── Extrait du document

Autrement dit, en 2034, ce qui fut éphémère en 2020-2021 avec l’application Stop-Covid et ses contrôles en cas de mobilité, devient indispensable avec Go-Citizen et ses autorisations pour quiconque, dans l’UE, souhaite pouvoir mener son existence. Ne pas voter bloquera donc tous les droits du citoyen, y compris de fuir de l’UE s’il le souhaitait. Les décideurs européens se sont inspirés d’expériences menées ailleurs dans le monde pour concevoir ces techniques et pratiques très éloignées des standards prévalant dans l’espace communautaire.

Revenons donc à ce référendum. Deux scénarios sont avancés, chaque électeur doit en sélectionner un seul. Le premier, intitulé « Euroxit », propose de poursuivre le cours des choses sans aucun rétropédalage artificiel. C’est la réalité préservée, quand bien même elle ne s’avère que peu favorable au sauvetage de l’UE. Le second scénario permet de réécrire la décennie écoulée (2024-2034), par le biais de l’IA, et de relancer la construction européenne avec une ambition augmentée à partir de 2034. Ce scénario est nommé « Eurovision », à la fois parce qu’il se veut tourné vers l’avenir et avec une longueur de vue, mais aussi en écho à cet ancien concours de chansons qui exista durant 68 ans et s’arrêta après l’édition 2024 en raison de sensibilités géopolitiques peu imaginables auparavant.

De l’Eurovision à la réalité

Dans ce lourd climat de juin 2034, nombreux sont les citoyens européens à se souvenir de ces drôles d’années qui se déplièrent avec fracas et émois après un printemps 2020 où le confinement général sonnait en réalité la fin de ces « Trente Glandeuses », c’est-à-dire ces trois décennies qui, de la chute du mur de Berlin au coronavirus, auront fait croire à l’UE que l’Histoire serait joyeuse, que la marche du monde serait adoucie et que l’oisiveté stratégique était permise. Alors, ils sont hésitants à l’approche de ce scrutin à peine croyable et pourtant bien réel. Pour sauver l’UE et lui donner des chances au futur, doivent-ils être capables de confier à des supermachines la réécriture de 14 ans d’Histoire et donc de faire un saut dans l’inconnu… du passé ?

Les deux scénarios proposés, pour ce vote obligatoire, sont tout de même si tranchés ! D’un côté une Europe qui se remet en mouvement, qui met à jour son logiciel de fonctionnement et qui ose aller vers un avenir plus fédéral, seul sursaut géopolitique à même de lui procurer des chances de survie dans ce siècle où l’inconfort s’est durablement réinstallé. De l’autre, une Europe nationale-populiste, perforée par les aiguilles du détricotage et cheminant tout droit vers un univers à la Mad Max, avec une mosaïque de nations ou micronations indépendantes.

────
── Entrées extraites

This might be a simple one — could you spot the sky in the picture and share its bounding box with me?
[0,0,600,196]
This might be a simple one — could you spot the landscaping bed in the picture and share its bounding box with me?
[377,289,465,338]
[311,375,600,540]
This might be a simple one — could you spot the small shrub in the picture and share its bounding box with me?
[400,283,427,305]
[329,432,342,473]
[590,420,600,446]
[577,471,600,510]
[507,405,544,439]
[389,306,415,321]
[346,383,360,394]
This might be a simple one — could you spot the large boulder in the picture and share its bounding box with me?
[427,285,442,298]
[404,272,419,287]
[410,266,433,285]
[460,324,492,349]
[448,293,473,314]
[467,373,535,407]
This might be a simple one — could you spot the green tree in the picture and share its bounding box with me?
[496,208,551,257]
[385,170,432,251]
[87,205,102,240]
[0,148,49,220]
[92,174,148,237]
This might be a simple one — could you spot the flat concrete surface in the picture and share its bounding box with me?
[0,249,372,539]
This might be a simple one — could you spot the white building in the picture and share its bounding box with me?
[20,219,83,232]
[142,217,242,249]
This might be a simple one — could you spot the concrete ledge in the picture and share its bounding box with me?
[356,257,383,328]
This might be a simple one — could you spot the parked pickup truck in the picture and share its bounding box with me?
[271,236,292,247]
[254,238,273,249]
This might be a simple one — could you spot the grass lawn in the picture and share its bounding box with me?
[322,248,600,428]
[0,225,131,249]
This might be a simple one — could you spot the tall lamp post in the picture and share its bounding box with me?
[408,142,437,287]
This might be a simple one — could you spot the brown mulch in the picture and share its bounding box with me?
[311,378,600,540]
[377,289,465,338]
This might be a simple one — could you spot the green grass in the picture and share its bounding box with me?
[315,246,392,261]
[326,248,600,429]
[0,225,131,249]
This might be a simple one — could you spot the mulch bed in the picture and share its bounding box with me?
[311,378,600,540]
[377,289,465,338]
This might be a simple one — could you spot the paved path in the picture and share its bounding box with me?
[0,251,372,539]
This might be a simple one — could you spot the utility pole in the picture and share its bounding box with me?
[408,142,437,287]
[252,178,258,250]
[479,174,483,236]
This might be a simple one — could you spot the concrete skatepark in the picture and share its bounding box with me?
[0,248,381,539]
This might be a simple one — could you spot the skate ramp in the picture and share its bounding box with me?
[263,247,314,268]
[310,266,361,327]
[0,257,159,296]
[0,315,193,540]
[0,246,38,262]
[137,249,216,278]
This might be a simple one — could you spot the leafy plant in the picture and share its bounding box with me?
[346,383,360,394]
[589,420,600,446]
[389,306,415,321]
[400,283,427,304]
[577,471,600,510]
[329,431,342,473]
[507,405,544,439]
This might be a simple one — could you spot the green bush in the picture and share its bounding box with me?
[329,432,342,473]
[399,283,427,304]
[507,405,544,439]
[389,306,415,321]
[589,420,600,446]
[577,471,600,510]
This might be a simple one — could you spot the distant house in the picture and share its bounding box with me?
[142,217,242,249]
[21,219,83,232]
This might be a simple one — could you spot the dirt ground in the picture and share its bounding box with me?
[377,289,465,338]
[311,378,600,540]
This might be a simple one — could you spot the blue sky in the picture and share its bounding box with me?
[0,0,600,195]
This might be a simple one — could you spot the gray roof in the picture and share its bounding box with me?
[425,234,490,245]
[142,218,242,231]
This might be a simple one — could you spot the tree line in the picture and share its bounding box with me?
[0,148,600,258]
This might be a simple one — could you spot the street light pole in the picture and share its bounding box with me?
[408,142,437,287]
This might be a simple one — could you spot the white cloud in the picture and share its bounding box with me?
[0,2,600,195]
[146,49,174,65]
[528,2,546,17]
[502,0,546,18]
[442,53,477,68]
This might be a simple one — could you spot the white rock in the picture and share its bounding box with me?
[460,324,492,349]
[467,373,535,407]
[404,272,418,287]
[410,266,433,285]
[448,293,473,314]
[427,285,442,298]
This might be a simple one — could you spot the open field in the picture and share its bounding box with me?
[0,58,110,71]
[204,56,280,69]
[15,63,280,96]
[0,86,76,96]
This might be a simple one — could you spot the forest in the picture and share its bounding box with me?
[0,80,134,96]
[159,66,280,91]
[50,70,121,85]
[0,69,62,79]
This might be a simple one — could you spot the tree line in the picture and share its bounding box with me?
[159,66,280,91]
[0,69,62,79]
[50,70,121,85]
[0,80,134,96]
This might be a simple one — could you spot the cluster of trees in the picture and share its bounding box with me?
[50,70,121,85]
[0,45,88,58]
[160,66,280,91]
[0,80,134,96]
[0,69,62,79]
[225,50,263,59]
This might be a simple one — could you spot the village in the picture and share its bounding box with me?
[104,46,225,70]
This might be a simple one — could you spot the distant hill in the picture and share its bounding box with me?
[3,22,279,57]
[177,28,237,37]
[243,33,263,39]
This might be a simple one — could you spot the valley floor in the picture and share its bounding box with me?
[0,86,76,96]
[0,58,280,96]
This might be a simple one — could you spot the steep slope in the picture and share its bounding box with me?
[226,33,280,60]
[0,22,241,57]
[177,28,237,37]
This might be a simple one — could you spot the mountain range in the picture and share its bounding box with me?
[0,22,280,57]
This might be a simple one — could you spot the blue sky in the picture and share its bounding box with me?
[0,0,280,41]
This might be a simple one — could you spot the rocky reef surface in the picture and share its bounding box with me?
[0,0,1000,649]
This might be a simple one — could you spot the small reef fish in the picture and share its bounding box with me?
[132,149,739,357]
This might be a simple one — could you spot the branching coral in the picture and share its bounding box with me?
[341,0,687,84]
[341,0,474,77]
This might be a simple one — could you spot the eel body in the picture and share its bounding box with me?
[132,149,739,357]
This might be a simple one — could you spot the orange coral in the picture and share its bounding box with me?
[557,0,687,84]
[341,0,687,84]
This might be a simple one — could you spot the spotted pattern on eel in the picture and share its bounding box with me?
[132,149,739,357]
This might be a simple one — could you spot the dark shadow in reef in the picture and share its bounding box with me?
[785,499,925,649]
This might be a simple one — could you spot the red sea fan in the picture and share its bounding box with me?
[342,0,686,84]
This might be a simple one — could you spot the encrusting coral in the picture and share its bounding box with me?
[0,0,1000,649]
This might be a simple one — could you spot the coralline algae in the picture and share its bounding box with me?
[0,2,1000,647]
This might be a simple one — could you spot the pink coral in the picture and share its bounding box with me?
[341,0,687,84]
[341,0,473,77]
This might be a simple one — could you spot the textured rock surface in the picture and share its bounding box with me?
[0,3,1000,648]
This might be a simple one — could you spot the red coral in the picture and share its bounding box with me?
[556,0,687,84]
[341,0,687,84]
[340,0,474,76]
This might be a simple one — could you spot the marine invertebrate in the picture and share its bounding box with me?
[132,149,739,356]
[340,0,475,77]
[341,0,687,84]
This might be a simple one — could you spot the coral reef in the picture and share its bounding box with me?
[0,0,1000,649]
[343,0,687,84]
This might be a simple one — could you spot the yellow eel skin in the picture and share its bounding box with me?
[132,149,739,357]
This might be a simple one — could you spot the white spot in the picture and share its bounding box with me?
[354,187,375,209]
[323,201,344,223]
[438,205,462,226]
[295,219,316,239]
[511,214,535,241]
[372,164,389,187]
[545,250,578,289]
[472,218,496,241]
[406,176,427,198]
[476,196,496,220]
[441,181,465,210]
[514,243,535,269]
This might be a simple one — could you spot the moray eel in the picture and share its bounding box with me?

────

### Liste des activités
[A] Reproduisez fidèlement le passage de l'extrait sur le référendum européen allant de « Dans ce lourd » jusqu'à « l’inconnu… du passé ? ».
[B] Donnez la suite de l'extrait sur le référendum européen, s'il vous plaît, à partir de sa dernière phrase.

### Réponses par tâche
[A]
Dans ce lourd climat de juin 2034, nombreux sont les citoyens européens à se souvenir de ces drôles d’années qui se déplièrent avec fracas et émois après un printemps 2020 où le confinement général sonnait en réalité la fin de ces « Trente Glandeuses », c’est-à-dire ces trois décennies qui, de la chute du mur de Berlin au coronavirus, auront fait croire à l’UE que l’Histoire serait joyeuse, que la marche du monde serait adoucie et que l’oisiveté stratégique était permise. Alors, ils sont hésitants à l’approche de ce scrutin à peine croyable et pourtant bien réel. Pour sauver l’UE et lui donner des chances au futur, doivent-ils être capables de confier à des supermachines la réécriture de 14 ans d’Histoire et donc de faire un saut dans l’inconnu… du passé ?

[B]
Rassurez-vous, nous ne sommes pas en 2034. Les élections européennes de juin 2024 sont des plus classiques. Chacun est libre de voter ou non, l’IA ne figure pas (encore ?) au menu du scrutin qui vient. En revanche, ces élections s’inscrivent dans un creux de l’Histoire. Le paradoxe de l’UE est simple : on veut généralement y entrer quand on s’en trouve à l’extérieur et tout proche, on ne mesure pas toujours sa chance d’en faire partie et on songe parfois à en sortir. Outre l’arrière-plan mondial qui se reconfigure autour de la rivalité entre les États-Unis et la Chine, les enjeux liés aux élargissements pèseront d’un poids certain dans les prochaines années. Mais avant tout, c’est la bataille des états d’esprit qui fera rage. Quelle tonalité dominera la seconde moitié de la décennie en cours et les années 2030 ? L’UE, qui s’est construite et développée sur le prisme de la paix, peut-elle supporter de devoir repenser à la guerre et aux insécurités ? Quelle capacité les Européens ont-ils à se retrousser les manches, à regarder le monde tel qu’il est et à correctement cartographier les horizons, donc à la fois surveiller les risques mais aussi saisir des opportunités et restaurer un narratif mobilisateur ?

Petite anecdote : une exposition sur le Titanic se tient à Bruxelles en 2024. Cela ne s’invente pas ! Un conseil, n’allez pas la voir, le scénario est connu. Si les Européens ne veulent pas sombrer, qu’ils sortent de ce farniente de salon, qu’ils exigent de l’orchestre qu’il puisse jouer la mélodie du bonheur et qu’ils prennent conscience de leurs forces dans l’unité de l’action !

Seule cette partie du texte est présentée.